Find every line in the material below that contains the word "tree" and copy each of those lines out in full.

Entries pointing to named objects
#####

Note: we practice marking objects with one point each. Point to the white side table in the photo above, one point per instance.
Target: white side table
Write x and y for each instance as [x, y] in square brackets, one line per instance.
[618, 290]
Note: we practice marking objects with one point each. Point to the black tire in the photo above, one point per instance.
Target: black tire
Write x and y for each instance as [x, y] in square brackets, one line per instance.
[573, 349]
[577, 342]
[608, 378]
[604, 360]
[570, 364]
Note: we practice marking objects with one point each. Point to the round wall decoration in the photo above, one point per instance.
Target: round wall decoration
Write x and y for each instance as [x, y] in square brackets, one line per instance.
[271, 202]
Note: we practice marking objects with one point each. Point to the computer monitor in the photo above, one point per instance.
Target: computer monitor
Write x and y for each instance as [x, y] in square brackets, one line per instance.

#####

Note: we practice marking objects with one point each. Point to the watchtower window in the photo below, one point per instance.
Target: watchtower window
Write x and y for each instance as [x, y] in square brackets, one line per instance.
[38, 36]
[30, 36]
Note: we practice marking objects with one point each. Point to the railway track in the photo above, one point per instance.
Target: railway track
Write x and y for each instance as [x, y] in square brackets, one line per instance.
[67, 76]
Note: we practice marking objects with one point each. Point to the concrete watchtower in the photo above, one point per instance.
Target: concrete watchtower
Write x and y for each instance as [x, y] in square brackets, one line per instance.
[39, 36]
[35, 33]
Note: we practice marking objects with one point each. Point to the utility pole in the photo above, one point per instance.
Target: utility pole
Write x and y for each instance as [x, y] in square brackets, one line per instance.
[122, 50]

#####

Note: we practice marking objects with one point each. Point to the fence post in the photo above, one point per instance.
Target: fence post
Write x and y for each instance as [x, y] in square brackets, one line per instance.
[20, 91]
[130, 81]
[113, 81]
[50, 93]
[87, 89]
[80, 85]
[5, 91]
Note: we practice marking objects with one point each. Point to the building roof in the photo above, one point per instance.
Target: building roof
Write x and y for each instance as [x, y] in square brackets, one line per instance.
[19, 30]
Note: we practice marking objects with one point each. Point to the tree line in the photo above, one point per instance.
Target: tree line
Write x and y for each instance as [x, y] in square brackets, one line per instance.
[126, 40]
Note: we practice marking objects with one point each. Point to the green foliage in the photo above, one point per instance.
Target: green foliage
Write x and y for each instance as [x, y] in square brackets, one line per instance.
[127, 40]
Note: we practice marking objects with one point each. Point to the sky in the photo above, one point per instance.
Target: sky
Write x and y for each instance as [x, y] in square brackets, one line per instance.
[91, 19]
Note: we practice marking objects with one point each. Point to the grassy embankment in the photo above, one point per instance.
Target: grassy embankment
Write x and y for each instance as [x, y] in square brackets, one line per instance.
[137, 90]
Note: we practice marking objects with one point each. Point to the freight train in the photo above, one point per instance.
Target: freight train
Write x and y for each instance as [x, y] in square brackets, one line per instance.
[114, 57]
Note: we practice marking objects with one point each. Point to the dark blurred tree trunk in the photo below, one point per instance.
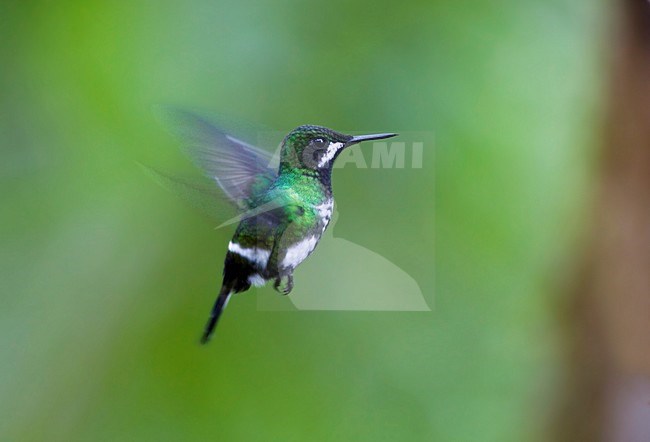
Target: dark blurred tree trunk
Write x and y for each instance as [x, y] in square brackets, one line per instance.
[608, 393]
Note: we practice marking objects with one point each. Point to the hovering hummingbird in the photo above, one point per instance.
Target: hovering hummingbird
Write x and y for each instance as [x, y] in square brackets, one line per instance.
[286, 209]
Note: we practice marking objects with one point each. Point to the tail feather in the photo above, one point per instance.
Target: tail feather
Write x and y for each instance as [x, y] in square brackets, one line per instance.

#####

- **Response to the task**
Note: we practice marking objects with one point each. Point to the tree line in the photo above, one point per instance.
Target: tree line
Note: we practice marking objects with one point each. Point to the dark blurred tree trunk in the photo below, one point per instance.
Target: dark blurred tree trunk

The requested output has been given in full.